- [Task directions]: Would you copy out the whole listing exactly as given?

- [Data provided]:
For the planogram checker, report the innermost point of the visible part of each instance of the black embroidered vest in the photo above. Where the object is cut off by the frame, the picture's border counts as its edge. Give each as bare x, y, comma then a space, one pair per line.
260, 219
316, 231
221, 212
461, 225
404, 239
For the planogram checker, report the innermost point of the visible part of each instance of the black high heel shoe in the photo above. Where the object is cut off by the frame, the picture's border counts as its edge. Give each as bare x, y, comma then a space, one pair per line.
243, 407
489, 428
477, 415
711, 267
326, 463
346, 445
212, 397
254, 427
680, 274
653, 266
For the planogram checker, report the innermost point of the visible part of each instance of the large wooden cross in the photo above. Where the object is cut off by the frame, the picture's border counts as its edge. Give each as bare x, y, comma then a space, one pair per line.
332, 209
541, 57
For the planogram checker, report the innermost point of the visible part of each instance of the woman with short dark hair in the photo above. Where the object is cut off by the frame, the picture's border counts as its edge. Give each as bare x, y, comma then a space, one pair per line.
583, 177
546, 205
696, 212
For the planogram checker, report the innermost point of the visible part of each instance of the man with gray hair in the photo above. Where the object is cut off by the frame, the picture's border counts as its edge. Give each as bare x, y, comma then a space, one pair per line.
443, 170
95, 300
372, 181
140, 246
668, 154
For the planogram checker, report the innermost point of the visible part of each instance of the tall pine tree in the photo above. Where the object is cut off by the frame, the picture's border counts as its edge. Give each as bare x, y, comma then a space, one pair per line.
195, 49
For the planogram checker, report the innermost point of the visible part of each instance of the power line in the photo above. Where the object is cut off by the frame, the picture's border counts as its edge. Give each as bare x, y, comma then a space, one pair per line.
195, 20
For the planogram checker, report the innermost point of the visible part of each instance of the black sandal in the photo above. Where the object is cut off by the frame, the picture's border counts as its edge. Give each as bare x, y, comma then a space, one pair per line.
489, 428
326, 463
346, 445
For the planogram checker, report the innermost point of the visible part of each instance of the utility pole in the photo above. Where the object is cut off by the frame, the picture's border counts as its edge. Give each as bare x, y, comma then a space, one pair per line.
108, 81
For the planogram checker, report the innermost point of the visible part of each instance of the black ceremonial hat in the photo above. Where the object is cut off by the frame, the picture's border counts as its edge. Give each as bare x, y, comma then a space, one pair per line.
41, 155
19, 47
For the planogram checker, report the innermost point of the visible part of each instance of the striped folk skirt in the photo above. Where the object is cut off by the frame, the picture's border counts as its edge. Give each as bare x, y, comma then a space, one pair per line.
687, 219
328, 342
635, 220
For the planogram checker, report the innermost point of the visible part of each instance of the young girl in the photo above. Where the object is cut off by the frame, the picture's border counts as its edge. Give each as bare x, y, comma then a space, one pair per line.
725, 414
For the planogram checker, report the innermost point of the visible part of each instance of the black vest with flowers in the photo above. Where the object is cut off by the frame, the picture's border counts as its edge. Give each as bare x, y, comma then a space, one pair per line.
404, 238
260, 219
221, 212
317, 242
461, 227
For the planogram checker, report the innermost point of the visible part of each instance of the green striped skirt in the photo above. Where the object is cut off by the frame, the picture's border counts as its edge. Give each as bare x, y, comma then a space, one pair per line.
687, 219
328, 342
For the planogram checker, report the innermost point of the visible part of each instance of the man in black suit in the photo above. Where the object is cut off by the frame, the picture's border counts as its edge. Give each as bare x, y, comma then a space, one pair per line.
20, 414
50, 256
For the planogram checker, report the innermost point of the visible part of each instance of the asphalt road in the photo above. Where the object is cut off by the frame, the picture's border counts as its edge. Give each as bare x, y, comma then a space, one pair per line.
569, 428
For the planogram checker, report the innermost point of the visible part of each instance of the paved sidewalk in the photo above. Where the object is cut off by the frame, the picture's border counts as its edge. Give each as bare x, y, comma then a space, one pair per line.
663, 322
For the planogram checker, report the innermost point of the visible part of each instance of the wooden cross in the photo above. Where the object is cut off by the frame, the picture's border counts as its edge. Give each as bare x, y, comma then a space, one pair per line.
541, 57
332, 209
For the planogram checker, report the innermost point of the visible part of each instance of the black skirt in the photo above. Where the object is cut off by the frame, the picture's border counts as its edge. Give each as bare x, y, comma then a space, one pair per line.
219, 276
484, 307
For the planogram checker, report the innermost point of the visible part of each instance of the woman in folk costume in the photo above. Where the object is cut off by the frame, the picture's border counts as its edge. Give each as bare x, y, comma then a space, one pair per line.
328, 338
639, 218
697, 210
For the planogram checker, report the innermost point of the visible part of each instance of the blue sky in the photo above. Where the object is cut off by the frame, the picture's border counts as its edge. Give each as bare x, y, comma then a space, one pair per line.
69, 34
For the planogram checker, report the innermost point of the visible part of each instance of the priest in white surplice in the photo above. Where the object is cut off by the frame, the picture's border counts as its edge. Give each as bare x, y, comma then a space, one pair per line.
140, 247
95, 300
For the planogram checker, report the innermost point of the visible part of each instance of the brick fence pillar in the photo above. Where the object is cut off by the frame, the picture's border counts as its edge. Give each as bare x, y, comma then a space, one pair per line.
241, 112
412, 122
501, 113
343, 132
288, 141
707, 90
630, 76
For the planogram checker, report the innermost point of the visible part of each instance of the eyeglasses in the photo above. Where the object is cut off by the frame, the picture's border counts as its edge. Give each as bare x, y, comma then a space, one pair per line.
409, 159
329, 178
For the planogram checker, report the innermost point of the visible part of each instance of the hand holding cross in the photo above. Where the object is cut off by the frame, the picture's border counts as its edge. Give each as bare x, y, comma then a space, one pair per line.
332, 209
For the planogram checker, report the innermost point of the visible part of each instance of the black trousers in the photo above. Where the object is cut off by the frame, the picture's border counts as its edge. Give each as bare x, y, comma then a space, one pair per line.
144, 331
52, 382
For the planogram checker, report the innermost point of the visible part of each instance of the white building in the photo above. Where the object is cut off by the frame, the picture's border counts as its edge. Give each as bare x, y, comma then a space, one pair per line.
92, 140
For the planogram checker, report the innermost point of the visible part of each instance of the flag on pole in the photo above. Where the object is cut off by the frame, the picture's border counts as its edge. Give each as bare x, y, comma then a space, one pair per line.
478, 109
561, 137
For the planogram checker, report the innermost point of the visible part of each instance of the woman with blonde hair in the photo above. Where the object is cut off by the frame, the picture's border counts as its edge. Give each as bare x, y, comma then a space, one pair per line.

- [Answer for the task]:
For the planogram checker, report the innermost point of the visible part of each instance of the black embroidered vest in the photo above. Where the object is cut off by the frame, the picture's border counts as its edge. Give each as bare x, y, comma then a space, one pair per line.
260, 219
316, 231
221, 212
461, 225
404, 239
For the planogram checker, report the innermost point of the visible part of each instance of the black high heel shoe in the photo above. Where the object is cut off by the frame, the picture's border counts as its edge. Give each as bare x, y, comma then a space, one pair per line.
243, 407
489, 428
477, 415
711, 267
326, 463
346, 445
212, 397
254, 427
680, 274
653, 266
For the planogram checker, report the innermost point of the visible part of each instance of the large wooden cross in the photo above. Where the object is cut off by the frame, the picture's border counts as its edge. Give each as bare x, y, comma then a space, one pair per line.
332, 209
541, 57
For the planogram checker, report the innermost point of the visible part of each instance of the woman with short dark hair in the photo above. Where the object is cut off by the frame, the picture's border counts as its edge. Give each as bare x, y, comma then a space, one pair per line.
583, 177
546, 205
696, 212
For the planogram checker, report the innermost point of the visible part of each instance of the man with gray hair in the photo above. Where the object is cut off by the frame, the picture's border counts as its edge. Give each as bare x, y, comma then a space, one pair per line.
443, 170
95, 300
372, 181
140, 246
668, 154
For the planogram checker, report the innermost point of the visible part of each instance of the tall pine tree in the photo above. Where the object is cut off by the frame, the picture's border counts as its edge. Give each as bare x, y, comma then a space, one pair per line.
195, 49
For the planogram checker, report the innermost point of the visible part of each instance of the power line in the photo above. Where the object is cut off by the frame, the picture's border counts as its edge. Give each as bare x, y, comma then a space, one pair per line.
195, 20
For the planogram checker, report the innermost point of the visible part of each instance of the black sandal in the photo above. Where the object is cut off by the frame, the picture's border counts as its edge. Give each as bare x, y, comma then a space, one pair per line.
489, 428
326, 463
346, 445
For the planogram checker, report the innermost point of the visible part of each instance of the utility pole in the photo above. Where the object is cut off by the frame, the picture's border counts as its edge. Give each as bare x, y, comma then a space, one pair per line.
108, 81
For the planogram checker, report the innermost point of the visible part of each instance of the black ceremonial hat in the photo above. Where the object is cut off by the frame, the picture's border counts as its edge. Give each as bare x, y, comma then a space, one pair per line.
41, 155
19, 47
For the planogram checker, report the innermost point of the visible part of each instance of the striped folk skirt in the photo above. Where the object is cut off by the frame, the picture's border counts as its edge. Give each as bare x, y, comma then a space, one pair per line.
687, 219
328, 342
635, 220
For the planogram checker, report the innermost point of the visible part of each instance of the young girl in the photo above. Where the object is cut off by the frame, the picture's border counts as its edge. Give each as bare x, y, comma then a space, one pair per line.
725, 414
For the planogram checker, report the innermost point of the visible part of each instance of the black vest with flowers in the photo above. Where the object is cut off by the frame, the picture's border counts as its edge. Give each as bare x, y, comma then a space, one pair per line.
404, 238
260, 219
221, 212
317, 242
461, 227
For the planogram checker, report the innermost point of the visible part of each instance of the green striped skirt in the photo above. Where the object is cut off by the frame, the picture's border counts as its edge. Give each as bare x, y, comma then a space, one pair per line.
687, 219
328, 342
For the planogram checker, report the innermost point of the visible part of each instance of the man in black suit in the photo above. Where the object is cut off by the frame, the picture's border counts as its edge. Give each as bare x, y, comma then a space, one pair per line.
20, 414
50, 256
For the planogram checker, report the innermost point of the visible part of each instance of the asphalt road in the photo above. Where the object is cut off by the frame, the picture's border counts as its edge. Give each as bare x, y, comma then a space, one pair per line.
569, 428
For the planogram checker, report the innermost point of the visible part of each instance of the paved sidewalk in the photo above. Where the object is cut off by the frame, the picture's border counts as its edge. Give each as bare x, y, comma then a space, one pair per line.
663, 322
For the planogram checker, report the innermost point of the visible part of each instance of the wooden cross in the photo above. Where the object is cut off by the frame, the picture's border counts as its edge. Give each as bare x, y, comma then a space, one pair per line.
541, 57
332, 209
For the planogram checker, report the innermost point of the visible part of each instance of the black skirt in the photo above. Where the object is cut off by the frame, the picture's border counts as its edge. Give each as bare x, y, comma then a space, one pair per line.
219, 276
484, 307
For the planogram checker, report the innermost point of the visible part of each instance of the woman in folk costume in the photo above. Where the object is cut off by the frame, the picture's border counts as its edge. Give each as bare x, y, comma then a space, one pair per line.
328, 338
639, 218
697, 210
For the planogram checker, report the innermost point of the visible part of each instance of the blue sky in the photo above. Where the object is cut off by the frame, the picture's border counts as its edge. Give each as bare x, y, comma then a space, one pair per line.
69, 34
For the planogram checker, report the innermost point of the visible part of each instance of the priest in white surplice in the photo above. Where the object is cut off by the frame, the picture's border counts as its edge. Give each as bare x, y, comma then a space, one pair per line.
140, 247
95, 300
For the planogram checker, report the innermost point of the visible part of each instance of the brick fence pillar in the photo above. Where the object is cut off by the frame, the picture's border counts as its edge. Give each as bare x, y, comma then a space, one pair per line.
241, 112
412, 122
501, 113
343, 132
288, 141
707, 90
630, 76
For the planogram checker, report the innermost point of the visible part of each instance of the eyeglasses in the photo above. Where the object is cut off by the frame, the picture's border counts as its edge. Give each as bare x, y, comma then a space, one pair per line.
409, 159
329, 178
For the planogram checker, report the innermost point of the visible part of each instance of the hand holding cross in the photo above. Where the object is cut off by the frame, the picture's border counts as its edge. Give each as bare x, y, comma then a space, one pair per line.
332, 209
For the planogram checker, report the innermost point of the visible part of each instance of the black trousers in the photo above. Where the object is cut off by the frame, the picture's border counts as its edge. Give each as bare x, y, comma then a space, one pair per line.
144, 331
52, 382
For the planogram checker, report the innermost point of the visible part of each instance of the white building in the photo above. Where the object is cut off by the frame, the picture's border counts as its edge. Give each as bare x, y, comma then a space, one pair per line.
92, 140
For the planogram checker, report the innermost point of the visible part of each instance of the flag on pole in the photo above. Where the object is cut off by the frame, the picture's border counts as its edge. Give each as bare x, y, comma then a space, one pair per line.
478, 109
561, 137
For the planogram checker, report the innermost point of the visible part of each instance of the woman with blonde hair in the photo above. Where the object is cut off by the frame, the picture's border counts as its edge. Give each as bare x, y, comma then a space, one pair per line.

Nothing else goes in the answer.